Data extracted from a collection:
________________________________________
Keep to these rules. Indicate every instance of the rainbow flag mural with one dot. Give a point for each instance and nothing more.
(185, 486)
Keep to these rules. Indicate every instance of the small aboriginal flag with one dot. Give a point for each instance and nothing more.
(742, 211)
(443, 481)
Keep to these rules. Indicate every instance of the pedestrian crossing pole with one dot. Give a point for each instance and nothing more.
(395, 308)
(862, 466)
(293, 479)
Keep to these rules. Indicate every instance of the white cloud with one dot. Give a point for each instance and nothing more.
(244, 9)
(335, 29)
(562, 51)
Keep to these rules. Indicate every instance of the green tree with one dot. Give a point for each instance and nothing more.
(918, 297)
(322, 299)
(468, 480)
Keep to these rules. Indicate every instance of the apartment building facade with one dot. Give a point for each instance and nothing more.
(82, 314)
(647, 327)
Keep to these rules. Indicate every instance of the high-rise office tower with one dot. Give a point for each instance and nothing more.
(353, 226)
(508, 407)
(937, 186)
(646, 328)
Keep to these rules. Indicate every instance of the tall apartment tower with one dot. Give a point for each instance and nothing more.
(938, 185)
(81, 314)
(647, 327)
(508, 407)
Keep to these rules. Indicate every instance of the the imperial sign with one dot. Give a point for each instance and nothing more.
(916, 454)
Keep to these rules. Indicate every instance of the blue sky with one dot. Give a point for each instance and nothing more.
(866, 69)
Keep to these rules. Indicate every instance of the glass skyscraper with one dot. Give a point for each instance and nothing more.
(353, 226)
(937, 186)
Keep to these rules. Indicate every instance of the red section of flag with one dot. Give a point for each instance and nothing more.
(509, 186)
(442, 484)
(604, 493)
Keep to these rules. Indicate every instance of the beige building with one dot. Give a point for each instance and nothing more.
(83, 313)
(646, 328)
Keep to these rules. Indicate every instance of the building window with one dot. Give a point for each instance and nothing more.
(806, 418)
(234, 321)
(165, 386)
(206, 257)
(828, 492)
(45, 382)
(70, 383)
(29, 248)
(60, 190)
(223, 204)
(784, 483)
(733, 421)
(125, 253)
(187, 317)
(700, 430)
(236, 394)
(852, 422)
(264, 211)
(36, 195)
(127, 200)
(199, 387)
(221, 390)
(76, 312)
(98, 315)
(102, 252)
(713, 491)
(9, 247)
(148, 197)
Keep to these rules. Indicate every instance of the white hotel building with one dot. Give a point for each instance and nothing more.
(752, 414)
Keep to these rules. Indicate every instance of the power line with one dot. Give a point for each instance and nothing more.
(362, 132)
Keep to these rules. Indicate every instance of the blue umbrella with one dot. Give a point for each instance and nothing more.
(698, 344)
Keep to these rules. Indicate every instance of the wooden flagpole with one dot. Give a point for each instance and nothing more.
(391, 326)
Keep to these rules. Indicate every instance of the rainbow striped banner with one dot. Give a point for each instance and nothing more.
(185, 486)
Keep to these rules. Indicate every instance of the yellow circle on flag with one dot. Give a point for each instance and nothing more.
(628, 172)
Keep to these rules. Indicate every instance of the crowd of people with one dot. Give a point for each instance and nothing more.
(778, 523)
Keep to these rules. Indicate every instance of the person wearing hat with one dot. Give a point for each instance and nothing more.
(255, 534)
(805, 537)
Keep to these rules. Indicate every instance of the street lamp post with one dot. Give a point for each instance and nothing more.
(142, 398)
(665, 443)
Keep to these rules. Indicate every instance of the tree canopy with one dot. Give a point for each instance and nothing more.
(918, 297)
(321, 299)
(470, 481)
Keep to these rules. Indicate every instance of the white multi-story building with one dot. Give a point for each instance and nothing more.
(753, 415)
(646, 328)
________________________________________
## [Exercise instructions]
Each line above is to be restated exactly.

## [Written response]
Keep to these rules. Indicate every instance of the rainbow flag mural with one dot. Give a point for each instance and nothing more.
(185, 486)
Keep to these rules. Indicate every instance of the small aboriginal flag with one dot. Give a point for each instance and nothing more.
(742, 211)
(443, 481)
Keep to these rules. Indicate every instance of the pedestrian crossing pole with one dot. Give a point for each instance and nothing more.
(395, 308)
(862, 466)
(293, 479)
Keep to these rules. Indicate every instance of the white cloud with one dot. Give a point for each instance and nothing more.
(244, 9)
(335, 29)
(562, 51)
Keep to these rules. Indicate every instance of the green tree with one dot. Give a point for each instance and nothing more.
(918, 297)
(322, 299)
(468, 480)
Keep to these rules. Indicate every instance of the apartment building facade with one dot. Give a point for each instance and nothing more.
(82, 314)
(647, 327)
Keep to these rules. Indicate every instance of the high-rise office tower with one dot. Give a point for each instance and nothing more.
(353, 226)
(508, 407)
(937, 186)
(646, 328)
Keep to these rules. Indicate every instance of the tall apartment tower with one dot. Give a point for each instance and nothing more.
(938, 185)
(81, 314)
(647, 327)
(508, 407)
Keep to these rules. Indicate every instance of the the imperial sign with one dot. Give a point for each instance and nothing more.
(916, 454)
Keep to these rules. Indicate every instance of the blue sky with one dot. Give a point for each instance and nothing more.
(866, 69)
Keep to these rules. Indicate every instance of the glass skyscraper with one dot. Give a point for each instance and nothing more.
(353, 226)
(937, 186)
Keep to these rules. Indicate every instance of the red section of flag with one dot. Give a point for each instance and nothing more.
(509, 186)
(442, 484)
(604, 493)
Keep to these rules. Indicate every instance of the beige building with one dot. Give a point for each instance and nothing more.
(83, 313)
(646, 328)
Keep to these rules. Indicate every instance of the building window with one dot. Give a point for each instance and nothing more.
(806, 418)
(234, 321)
(165, 386)
(206, 257)
(828, 492)
(45, 382)
(70, 383)
(29, 248)
(60, 190)
(223, 204)
(784, 483)
(733, 421)
(125, 253)
(187, 317)
(700, 430)
(236, 394)
(852, 422)
(264, 211)
(36, 195)
(127, 200)
(199, 387)
(221, 390)
(76, 312)
(98, 315)
(102, 252)
(713, 491)
(9, 247)
(148, 197)
Keep to these rules. Indicate every instance of the white hotel building with one dot. Give a point for each instance and nothing more.
(752, 414)
Keep to these rules. Indicate every instance of the power line with one dot. Give a point for each instance and nothing more.
(362, 132)
Keep to these rules. Indicate every instance of the blue umbrella with one dot. Give a point for each instance and nothing more.
(698, 344)
Keep to these rules. Indicate every instance of the wooden flagpole with one dot. Give a point for each instance and nothing more.
(391, 326)
Keep to these rules. Indicate every instance of the rainbow striped banner with one dot. Give a point for each instance and nothing more.
(185, 486)
Keep to these rules. Indicate every instance of the yellow circle on flag with one dot. Give a point for each instance and nothing more.
(628, 172)
Keep to these rules. Indicate every instance of the crowd of people with one dot. Give a point for each instance and nothing more.
(778, 523)
Keep to these rules. Indicate every instance of the person wearing hat with one dot. Give a point for each instance and nothing more.
(255, 534)
(805, 537)
Keep to these rules. Indicate every instance of the street lamp post with one dot. Give a point for each instance and nothing more.
(142, 398)
(665, 443)
Keep to these rules. Indicate every instance of the tree canopy with one dot. Give a point for each instance and nothing more.
(918, 297)
(321, 299)
(470, 481)
Keep to these rules. Indicate every instance of the white multi-story building with one dot. Give a point for each instance and nothing more.
(753, 415)
(646, 328)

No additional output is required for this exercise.